Copy the part of the maanand/maanind thread below starting with "(please note, ma3rifat" and going on through "of the language?".

— START SOURCE DOCUMENT —

# Urdu: maanand/maanind (resembling)



## Qureshpor

This is what Platts says about "maanand/maanind".

P مانند _mānand, vulg. mānind [S. मान (rt. मा=Zend mā)+अन्त्], prep. & postpn. Like, resembling, after the likeness (of, -ke;—if mānind is used as a postpn., the governed noun takes the gen. aff. -kī; but if it be used as a prep., the noun takes the gen. aff. -ke; e.g. daryā-kī mānind; but mānind daryā-ke)._

So, based on this definition, we must always use, ..."*...kii maanand*" and "*maanand ... ke*". Interesting thing is that "maanand" is not the only word which acts in this manner where it is "kii" before the word but "ke" after it!

*ma3rifat* meN us xudaa-i-paak *ke  *
uRte haiN hosh-o-Havaas idraak ke

Aatash

(please note, ma3rifat is feminine)

maidaan meN thaa Hashr ba-paa *chaal* se us *ke

*Anees

(chaal, of course, is feminine)

Do you stick to this way of the language?


----------



## UrduMedium

Very interesting. I never used maanand but it seems that's the proper pronunciation. Just confirmed in my feroz-ul-lughaat jame3 too.

The gender rule is interesting. I had never seen this distinction before. Certainly not easy to identify and use it in such manner. 

Along similar lines, I have heard Javed Ahmed Ghamidi* talk about the following: 

The nouns that are normally feminine, when used in their broken (irregular) plural form, they are treated as masculine. For example:

waapsii kii shart (condition)
waapsii ke shara'it (conditions)

dunyaa kii qaum
dunyaa ke aqwaam

I don't think the rule applies to regular plurals. So waapsi ki sharteN an dunyaa ki qaumeN will be correct.

— END SOURCE DOCUMENT —
— START RECORD EXCERPTS —

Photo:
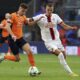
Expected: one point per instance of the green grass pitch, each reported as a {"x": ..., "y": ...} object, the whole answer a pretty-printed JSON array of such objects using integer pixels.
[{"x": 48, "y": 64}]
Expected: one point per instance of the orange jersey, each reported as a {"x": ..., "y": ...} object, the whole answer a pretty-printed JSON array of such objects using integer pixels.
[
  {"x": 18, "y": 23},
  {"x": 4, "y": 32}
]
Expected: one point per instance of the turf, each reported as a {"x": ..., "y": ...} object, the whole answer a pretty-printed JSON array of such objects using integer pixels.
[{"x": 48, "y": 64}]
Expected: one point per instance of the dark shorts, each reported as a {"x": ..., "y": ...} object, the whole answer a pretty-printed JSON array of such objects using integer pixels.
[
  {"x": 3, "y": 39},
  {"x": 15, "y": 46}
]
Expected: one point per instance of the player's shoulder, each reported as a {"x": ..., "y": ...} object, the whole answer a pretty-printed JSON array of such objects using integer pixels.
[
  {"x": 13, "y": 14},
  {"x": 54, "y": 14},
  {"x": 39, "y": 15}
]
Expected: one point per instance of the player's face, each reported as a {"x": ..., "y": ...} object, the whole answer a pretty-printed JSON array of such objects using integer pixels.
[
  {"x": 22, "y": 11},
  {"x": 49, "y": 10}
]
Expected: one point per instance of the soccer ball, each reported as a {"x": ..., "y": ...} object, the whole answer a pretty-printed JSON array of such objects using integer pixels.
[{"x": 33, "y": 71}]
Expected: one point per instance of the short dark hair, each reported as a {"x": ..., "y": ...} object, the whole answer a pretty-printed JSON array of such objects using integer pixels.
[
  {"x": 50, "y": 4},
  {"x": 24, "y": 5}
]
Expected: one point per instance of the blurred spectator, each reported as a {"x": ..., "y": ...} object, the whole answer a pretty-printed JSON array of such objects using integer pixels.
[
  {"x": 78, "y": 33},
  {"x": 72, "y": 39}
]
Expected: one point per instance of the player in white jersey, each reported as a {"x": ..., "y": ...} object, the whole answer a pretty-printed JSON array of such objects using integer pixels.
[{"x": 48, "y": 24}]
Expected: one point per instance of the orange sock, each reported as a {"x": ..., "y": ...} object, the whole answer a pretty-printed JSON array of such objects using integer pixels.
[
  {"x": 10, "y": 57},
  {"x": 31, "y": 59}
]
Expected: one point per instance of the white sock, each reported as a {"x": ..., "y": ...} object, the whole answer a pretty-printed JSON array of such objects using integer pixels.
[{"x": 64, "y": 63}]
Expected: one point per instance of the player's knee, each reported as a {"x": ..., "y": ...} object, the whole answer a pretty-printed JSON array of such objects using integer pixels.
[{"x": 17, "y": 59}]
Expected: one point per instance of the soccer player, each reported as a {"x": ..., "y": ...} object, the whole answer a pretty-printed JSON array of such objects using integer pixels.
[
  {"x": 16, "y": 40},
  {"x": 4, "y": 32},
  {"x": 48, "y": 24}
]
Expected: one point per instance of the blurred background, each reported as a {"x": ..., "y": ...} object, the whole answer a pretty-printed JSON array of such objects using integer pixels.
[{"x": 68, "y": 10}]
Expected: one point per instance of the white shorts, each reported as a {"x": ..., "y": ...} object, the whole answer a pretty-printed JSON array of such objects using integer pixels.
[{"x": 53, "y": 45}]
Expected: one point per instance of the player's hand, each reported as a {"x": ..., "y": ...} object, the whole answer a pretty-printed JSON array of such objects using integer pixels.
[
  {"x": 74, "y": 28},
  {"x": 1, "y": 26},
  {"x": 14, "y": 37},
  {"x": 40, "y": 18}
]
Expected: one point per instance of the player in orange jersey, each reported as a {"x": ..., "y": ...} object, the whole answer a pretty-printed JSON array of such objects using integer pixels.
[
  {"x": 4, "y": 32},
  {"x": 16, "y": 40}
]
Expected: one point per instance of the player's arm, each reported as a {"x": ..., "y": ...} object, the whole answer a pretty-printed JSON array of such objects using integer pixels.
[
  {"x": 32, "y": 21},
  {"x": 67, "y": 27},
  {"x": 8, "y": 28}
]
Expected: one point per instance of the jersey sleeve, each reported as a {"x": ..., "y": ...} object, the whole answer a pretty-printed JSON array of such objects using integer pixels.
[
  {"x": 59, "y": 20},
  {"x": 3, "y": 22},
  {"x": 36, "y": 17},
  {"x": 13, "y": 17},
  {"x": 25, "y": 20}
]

— END RECORD EXCERPTS —

◆ WRITTEN SOLUTION
(please note, ma3rifat is feminine)

maidaan meN thaa Hashr ba-paa *chaal* se us *ke

*Anees

(chaal, of course, is feminine)

Do you stick to this way of the language?